WHAT YOU WILL DO
Examine the material below and count the lines that hold the word "mountain". Report only the number.

RECORDS PROVIDED
################

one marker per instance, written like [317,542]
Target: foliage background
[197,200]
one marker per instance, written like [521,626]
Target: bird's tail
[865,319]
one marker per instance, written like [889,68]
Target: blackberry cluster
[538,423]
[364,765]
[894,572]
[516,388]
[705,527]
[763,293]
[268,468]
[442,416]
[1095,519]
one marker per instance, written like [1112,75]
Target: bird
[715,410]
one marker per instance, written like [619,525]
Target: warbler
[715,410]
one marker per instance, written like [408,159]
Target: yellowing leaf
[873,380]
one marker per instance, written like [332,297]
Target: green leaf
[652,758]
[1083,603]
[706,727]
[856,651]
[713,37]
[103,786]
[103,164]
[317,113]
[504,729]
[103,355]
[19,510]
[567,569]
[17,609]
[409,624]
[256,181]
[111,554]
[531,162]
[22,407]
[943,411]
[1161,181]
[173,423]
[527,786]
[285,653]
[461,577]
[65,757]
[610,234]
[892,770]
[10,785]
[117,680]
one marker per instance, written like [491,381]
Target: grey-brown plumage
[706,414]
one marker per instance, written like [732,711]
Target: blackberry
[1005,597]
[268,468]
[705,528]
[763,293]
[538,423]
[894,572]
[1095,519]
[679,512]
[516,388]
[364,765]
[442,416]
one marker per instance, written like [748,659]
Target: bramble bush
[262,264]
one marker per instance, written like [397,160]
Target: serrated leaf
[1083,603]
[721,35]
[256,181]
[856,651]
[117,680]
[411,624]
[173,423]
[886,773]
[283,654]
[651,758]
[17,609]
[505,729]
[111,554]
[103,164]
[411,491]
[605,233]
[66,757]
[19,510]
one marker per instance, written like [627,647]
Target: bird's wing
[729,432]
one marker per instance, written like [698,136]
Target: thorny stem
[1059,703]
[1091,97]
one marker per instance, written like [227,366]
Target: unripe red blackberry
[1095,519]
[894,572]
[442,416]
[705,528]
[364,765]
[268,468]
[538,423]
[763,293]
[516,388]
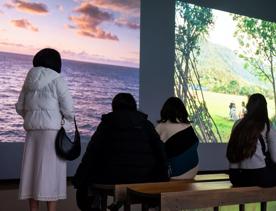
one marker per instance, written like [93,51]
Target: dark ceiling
[263,9]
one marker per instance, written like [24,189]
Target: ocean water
[92,87]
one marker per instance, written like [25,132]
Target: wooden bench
[119,191]
[198,195]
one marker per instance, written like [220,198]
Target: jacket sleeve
[159,150]
[65,100]
[19,106]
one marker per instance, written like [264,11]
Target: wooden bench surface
[119,190]
[203,194]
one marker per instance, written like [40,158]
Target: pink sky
[103,31]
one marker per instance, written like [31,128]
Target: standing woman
[180,139]
[251,150]
[43,102]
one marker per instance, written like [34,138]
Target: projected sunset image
[99,44]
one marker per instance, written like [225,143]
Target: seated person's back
[124,149]
[251,150]
[180,139]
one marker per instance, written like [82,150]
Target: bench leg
[104,202]
[145,207]
[241,207]
[126,206]
[263,206]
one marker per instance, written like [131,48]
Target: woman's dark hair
[174,110]
[124,101]
[244,136]
[49,58]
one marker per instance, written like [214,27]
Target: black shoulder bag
[65,147]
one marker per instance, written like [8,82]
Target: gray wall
[156,55]
[211,156]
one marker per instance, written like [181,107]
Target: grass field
[218,107]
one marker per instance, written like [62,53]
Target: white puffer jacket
[43,100]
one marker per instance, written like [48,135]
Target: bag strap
[265,153]
[63,122]
[76,128]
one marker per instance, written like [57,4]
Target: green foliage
[193,23]
[257,39]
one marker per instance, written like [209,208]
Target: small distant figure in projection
[233,112]
[43,101]
[125,148]
[243,110]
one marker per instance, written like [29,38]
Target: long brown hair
[244,136]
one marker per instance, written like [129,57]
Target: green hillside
[222,71]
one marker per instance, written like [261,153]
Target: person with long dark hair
[251,150]
[180,140]
[43,101]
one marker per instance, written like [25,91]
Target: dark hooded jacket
[124,149]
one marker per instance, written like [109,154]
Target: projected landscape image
[222,58]
[98,41]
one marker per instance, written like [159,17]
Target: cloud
[25,24]
[89,20]
[60,8]
[28,7]
[131,7]
[127,23]
[11,44]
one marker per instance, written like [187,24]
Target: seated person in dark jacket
[124,149]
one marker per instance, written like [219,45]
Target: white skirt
[43,174]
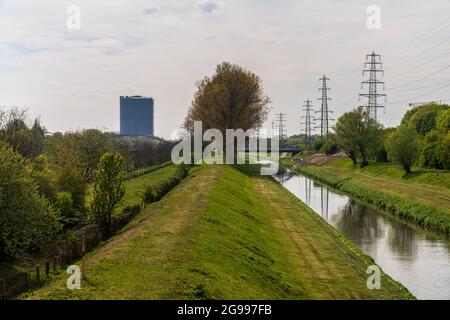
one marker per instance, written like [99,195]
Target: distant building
[136,116]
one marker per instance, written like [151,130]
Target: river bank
[226,234]
[416,257]
[423,200]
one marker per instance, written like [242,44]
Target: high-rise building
[136,115]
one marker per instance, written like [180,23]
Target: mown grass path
[222,234]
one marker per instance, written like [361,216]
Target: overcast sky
[73,78]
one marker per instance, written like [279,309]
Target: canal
[418,258]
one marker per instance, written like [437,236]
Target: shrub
[27,220]
[108,189]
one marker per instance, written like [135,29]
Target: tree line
[422,139]
[50,184]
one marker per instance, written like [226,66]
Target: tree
[232,98]
[108,189]
[403,146]
[28,141]
[27,220]
[78,150]
[359,135]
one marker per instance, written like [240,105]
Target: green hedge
[155,193]
[421,214]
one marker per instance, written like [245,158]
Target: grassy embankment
[422,196]
[134,190]
[223,234]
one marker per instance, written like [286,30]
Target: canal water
[418,258]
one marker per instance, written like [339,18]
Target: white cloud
[64,75]
[152,10]
[208,6]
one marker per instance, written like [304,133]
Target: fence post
[3,289]
[38,275]
[83,259]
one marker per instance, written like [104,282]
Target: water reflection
[418,258]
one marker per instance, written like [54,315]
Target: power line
[372,96]
[425,87]
[399,56]
[421,96]
[324,111]
[421,79]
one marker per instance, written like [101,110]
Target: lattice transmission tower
[307,108]
[373,65]
[281,118]
[324,110]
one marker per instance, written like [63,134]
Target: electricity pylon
[324,111]
[308,121]
[281,117]
[373,67]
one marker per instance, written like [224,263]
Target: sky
[72,78]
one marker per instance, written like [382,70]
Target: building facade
[136,116]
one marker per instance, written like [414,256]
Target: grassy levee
[134,188]
[224,234]
[134,191]
[422,197]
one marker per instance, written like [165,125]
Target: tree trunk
[407,168]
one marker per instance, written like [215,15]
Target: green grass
[421,197]
[439,178]
[134,190]
[224,234]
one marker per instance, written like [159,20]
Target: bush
[108,190]
[27,220]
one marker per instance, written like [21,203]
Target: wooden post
[3,289]
[38,275]
[83,259]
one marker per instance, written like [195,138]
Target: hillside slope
[223,234]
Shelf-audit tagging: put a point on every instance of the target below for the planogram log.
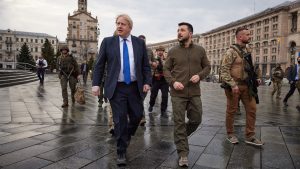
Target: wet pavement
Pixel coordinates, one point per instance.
(35, 132)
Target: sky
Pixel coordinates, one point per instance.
(156, 19)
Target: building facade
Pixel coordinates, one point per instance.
(82, 37)
(12, 41)
(275, 37)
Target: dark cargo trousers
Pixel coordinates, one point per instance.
(64, 87)
(193, 107)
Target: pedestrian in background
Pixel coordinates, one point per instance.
(68, 73)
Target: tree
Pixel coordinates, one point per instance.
(25, 55)
(48, 54)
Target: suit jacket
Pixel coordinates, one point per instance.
(292, 73)
(109, 54)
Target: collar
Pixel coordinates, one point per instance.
(128, 38)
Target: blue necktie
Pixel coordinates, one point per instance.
(126, 65)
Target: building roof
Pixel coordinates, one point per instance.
(285, 5)
(21, 33)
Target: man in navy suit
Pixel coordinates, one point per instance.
(294, 80)
(127, 80)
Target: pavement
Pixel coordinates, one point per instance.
(35, 132)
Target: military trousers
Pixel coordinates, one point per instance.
(163, 86)
(192, 106)
(64, 87)
(277, 88)
(232, 107)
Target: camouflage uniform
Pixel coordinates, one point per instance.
(69, 71)
(277, 76)
(233, 73)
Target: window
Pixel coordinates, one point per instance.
(275, 19)
(266, 21)
(257, 59)
(275, 27)
(258, 23)
(266, 29)
(294, 22)
(257, 51)
(274, 42)
(257, 45)
(266, 36)
(258, 31)
(265, 58)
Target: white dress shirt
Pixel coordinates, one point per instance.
(131, 59)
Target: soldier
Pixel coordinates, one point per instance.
(185, 66)
(69, 71)
(159, 82)
(41, 65)
(84, 68)
(150, 57)
(240, 82)
(294, 80)
(277, 76)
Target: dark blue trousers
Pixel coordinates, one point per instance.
(127, 107)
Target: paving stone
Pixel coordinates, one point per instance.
(69, 163)
(276, 156)
(17, 145)
(213, 161)
(23, 154)
(94, 153)
(32, 163)
(18, 136)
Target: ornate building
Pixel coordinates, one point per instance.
(82, 37)
(275, 37)
(12, 41)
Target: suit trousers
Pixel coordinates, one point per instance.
(127, 107)
(193, 107)
(232, 107)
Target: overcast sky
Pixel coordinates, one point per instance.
(156, 19)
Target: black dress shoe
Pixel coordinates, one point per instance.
(150, 108)
(121, 160)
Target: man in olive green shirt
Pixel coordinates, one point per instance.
(186, 65)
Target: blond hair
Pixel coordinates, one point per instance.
(127, 18)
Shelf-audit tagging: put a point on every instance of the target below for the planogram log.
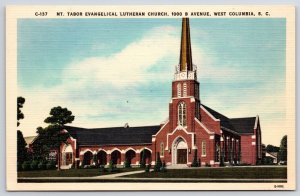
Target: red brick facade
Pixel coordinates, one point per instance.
(191, 129)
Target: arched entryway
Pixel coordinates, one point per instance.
(102, 158)
(67, 155)
(116, 157)
(87, 158)
(180, 151)
(129, 156)
(145, 156)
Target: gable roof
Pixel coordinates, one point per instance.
(225, 121)
(238, 125)
(243, 125)
(113, 135)
(29, 139)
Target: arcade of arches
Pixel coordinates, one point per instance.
(117, 157)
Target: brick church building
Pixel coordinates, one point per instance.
(192, 128)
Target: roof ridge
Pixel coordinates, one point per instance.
(243, 117)
(111, 127)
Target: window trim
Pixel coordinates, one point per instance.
(203, 148)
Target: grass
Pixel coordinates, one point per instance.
(219, 173)
(70, 172)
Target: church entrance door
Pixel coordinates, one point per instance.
(181, 156)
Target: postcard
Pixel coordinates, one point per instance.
(150, 98)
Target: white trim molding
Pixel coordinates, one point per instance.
(209, 114)
(160, 129)
(130, 148)
(179, 127)
(146, 148)
(256, 122)
(204, 127)
(86, 150)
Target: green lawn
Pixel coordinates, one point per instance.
(70, 172)
(219, 173)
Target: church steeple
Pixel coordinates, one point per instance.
(185, 63)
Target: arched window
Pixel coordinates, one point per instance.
(162, 150)
(179, 90)
(182, 114)
(203, 148)
(184, 89)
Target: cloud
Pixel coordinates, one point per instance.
(98, 89)
(106, 91)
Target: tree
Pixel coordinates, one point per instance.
(20, 103)
(59, 116)
(283, 149)
(21, 148)
(51, 137)
(21, 143)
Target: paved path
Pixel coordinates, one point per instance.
(109, 176)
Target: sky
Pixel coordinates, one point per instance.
(109, 72)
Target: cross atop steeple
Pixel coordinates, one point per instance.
(185, 62)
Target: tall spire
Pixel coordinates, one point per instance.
(186, 63)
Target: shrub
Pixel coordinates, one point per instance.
(207, 165)
(127, 164)
(26, 165)
(158, 164)
(34, 165)
(142, 164)
(102, 169)
(19, 166)
(111, 167)
(147, 168)
(42, 165)
(199, 162)
(195, 161)
(50, 165)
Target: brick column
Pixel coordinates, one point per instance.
(137, 158)
(108, 158)
(122, 161)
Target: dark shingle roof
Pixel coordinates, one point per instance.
(243, 125)
(225, 122)
(113, 135)
(238, 125)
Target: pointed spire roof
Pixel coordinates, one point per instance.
(185, 49)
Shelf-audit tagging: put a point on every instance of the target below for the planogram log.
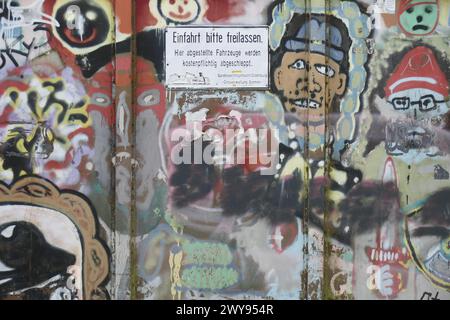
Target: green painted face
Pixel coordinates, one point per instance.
(420, 19)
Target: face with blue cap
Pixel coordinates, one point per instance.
(311, 74)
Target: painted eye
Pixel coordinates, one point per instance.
(299, 65)
(325, 70)
(8, 232)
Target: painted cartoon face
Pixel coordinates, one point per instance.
(179, 11)
(84, 26)
(419, 104)
(419, 19)
(308, 82)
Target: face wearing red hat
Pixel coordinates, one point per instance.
(418, 86)
(418, 69)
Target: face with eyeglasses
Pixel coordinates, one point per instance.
(419, 104)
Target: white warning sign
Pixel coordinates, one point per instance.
(217, 57)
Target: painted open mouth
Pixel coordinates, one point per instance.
(420, 27)
(78, 39)
(187, 15)
(416, 132)
(306, 103)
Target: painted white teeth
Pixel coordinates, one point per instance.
(313, 104)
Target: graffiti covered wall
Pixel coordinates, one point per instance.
(355, 124)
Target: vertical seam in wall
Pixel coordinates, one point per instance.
(305, 216)
(326, 278)
(133, 213)
(113, 171)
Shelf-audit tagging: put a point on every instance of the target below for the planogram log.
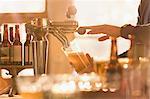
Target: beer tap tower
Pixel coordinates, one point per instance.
(39, 28)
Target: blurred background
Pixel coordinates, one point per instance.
(89, 12)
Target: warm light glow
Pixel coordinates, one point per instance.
(22, 6)
(64, 87)
(117, 12)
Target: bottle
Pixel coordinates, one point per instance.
(28, 50)
(11, 41)
(0, 44)
(17, 48)
(5, 49)
(114, 69)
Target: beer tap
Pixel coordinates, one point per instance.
(39, 28)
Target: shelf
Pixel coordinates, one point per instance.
(15, 66)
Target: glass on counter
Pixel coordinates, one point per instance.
(30, 87)
(80, 60)
(64, 86)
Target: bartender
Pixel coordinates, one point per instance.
(141, 31)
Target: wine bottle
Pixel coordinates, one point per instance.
(28, 50)
(11, 41)
(5, 49)
(0, 44)
(17, 48)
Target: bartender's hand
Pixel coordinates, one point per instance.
(4, 85)
(110, 30)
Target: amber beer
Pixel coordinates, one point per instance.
(79, 61)
(110, 71)
(17, 48)
(5, 48)
(28, 50)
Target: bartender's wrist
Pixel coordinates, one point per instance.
(126, 30)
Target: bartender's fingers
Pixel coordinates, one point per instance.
(98, 29)
(103, 38)
(106, 29)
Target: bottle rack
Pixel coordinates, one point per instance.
(14, 70)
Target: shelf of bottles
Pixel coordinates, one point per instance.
(14, 54)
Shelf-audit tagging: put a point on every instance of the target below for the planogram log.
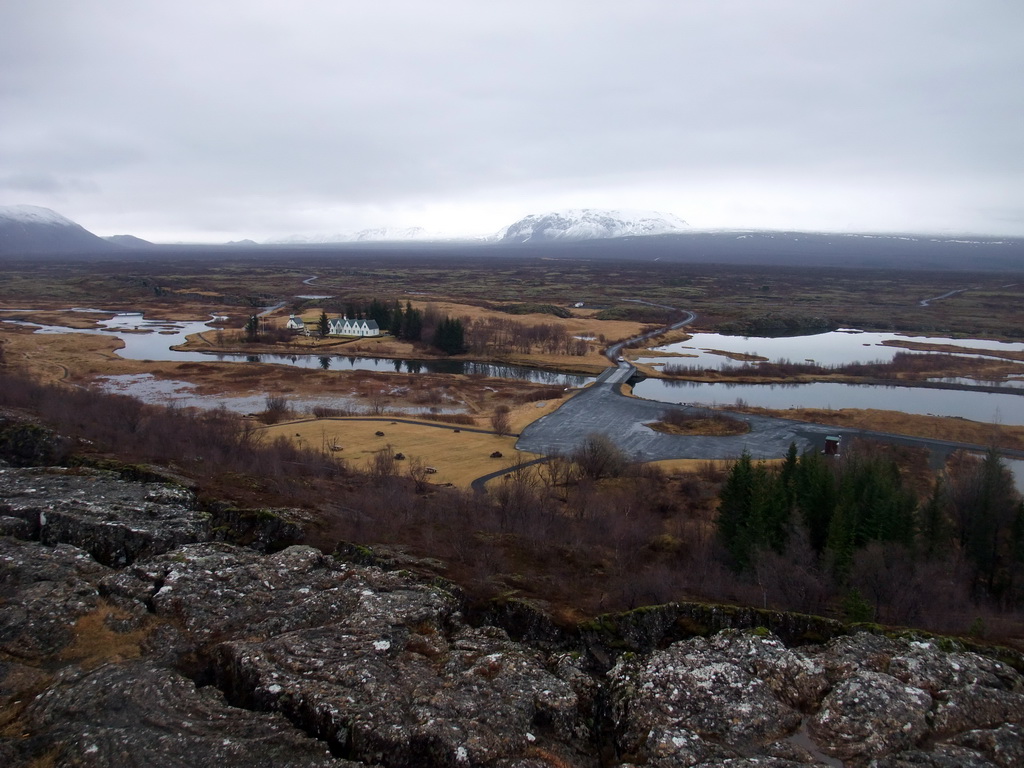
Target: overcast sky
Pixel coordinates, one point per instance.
(227, 119)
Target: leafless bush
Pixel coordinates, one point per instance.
(462, 419)
(383, 465)
(275, 408)
(542, 393)
(324, 412)
(500, 421)
(598, 457)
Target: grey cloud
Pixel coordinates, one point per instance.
(192, 108)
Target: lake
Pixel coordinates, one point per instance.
(983, 407)
(152, 340)
(833, 348)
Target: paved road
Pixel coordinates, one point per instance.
(602, 410)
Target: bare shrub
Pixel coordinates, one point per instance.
(383, 465)
(462, 419)
(500, 421)
(275, 408)
(324, 412)
(598, 457)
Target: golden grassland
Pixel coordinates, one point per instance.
(953, 429)
(459, 455)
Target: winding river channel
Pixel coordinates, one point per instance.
(144, 339)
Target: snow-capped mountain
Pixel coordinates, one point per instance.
(128, 241)
(31, 229)
(377, 235)
(590, 223)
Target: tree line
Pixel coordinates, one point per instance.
(859, 526)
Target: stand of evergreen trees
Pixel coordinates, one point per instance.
(972, 524)
(450, 336)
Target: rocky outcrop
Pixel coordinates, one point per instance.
(115, 521)
(135, 713)
(122, 644)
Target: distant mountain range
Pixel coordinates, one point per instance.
(589, 223)
(571, 224)
(29, 230)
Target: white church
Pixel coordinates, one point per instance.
(336, 327)
(346, 327)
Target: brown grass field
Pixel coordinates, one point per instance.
(458, 455)
(190, 290)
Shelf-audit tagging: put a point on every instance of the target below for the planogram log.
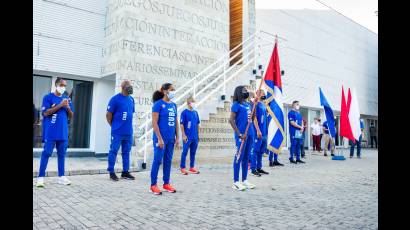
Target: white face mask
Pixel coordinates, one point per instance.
(60, 89)
(171, 94)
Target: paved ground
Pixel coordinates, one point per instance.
(322, 194)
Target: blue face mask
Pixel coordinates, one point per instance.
(171, 94)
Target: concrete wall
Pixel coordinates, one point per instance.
(326, 49)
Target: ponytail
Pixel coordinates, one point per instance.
(159, 94)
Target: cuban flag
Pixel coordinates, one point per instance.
(273, 84)
(330, 118)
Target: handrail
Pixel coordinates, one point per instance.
(202, 80)
(248, 47)
(197, 76)
(202, 90)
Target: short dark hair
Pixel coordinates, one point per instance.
(58, 80)
(159, 94)
(237, 95)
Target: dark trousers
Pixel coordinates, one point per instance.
(371, 141)
(316, 142)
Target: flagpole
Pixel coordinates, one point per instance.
(256, 100)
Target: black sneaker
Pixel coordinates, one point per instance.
(261, 171)
(277, 163)
(113, 177)
(255, 173)
(127, 175)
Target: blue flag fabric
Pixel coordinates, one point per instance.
(328, 113)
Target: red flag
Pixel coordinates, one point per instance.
(349, 101)
(345, 128)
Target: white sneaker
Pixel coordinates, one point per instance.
(40, 182)
(248, 185)
(64, 180)
(238, 186)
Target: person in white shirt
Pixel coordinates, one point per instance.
(316, 131)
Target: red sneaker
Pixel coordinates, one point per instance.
(169, 188)
(184, 172)
(193, 171)
(156, 190)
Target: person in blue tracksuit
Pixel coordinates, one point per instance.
(240, 115)
(120, 110)
(56, 109)
(295, 133)
(261, 127)
(166, 125)
(189, 128)
(358, 143)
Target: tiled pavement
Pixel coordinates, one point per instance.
(322, 194)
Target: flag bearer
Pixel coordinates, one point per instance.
(358, 143)
(166, 125)
(189, 129)
(119, 116)
(56, 110)
(260, 145)
(240, 115)
(295, 132)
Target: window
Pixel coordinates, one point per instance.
(80, 93)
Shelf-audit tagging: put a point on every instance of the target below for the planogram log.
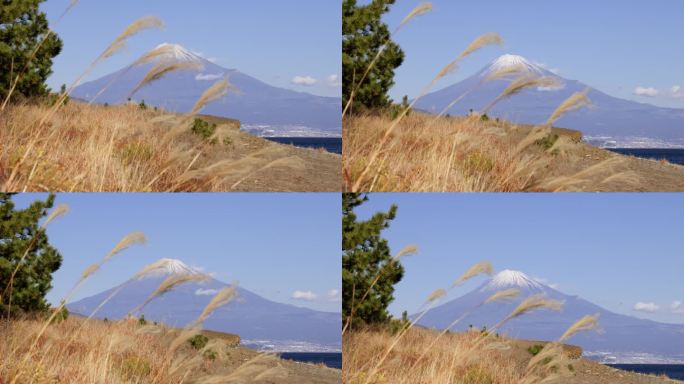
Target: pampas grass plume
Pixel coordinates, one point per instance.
(406, 251)
(126, 242)
(57, 212)
(419, 10)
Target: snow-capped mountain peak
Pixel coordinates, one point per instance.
(175, 267)
(511, 279)
(513, 62)
(178, 53)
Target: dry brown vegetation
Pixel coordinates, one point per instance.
(52, 145)
(127, 352)
(46, 348)
(454, 359)
(426, 153)
(124, 148)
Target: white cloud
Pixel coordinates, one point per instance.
(546, 282)
(646, 91)
(646, 307)
(304, 80)
(555, 71)
(677, 92)
(205, 292)
(677, 307)
(208, 76)
(552, 88)
(333, 81)
(304, 295)
(334, 295)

################

SOLUTION TO THE EXERCISE
3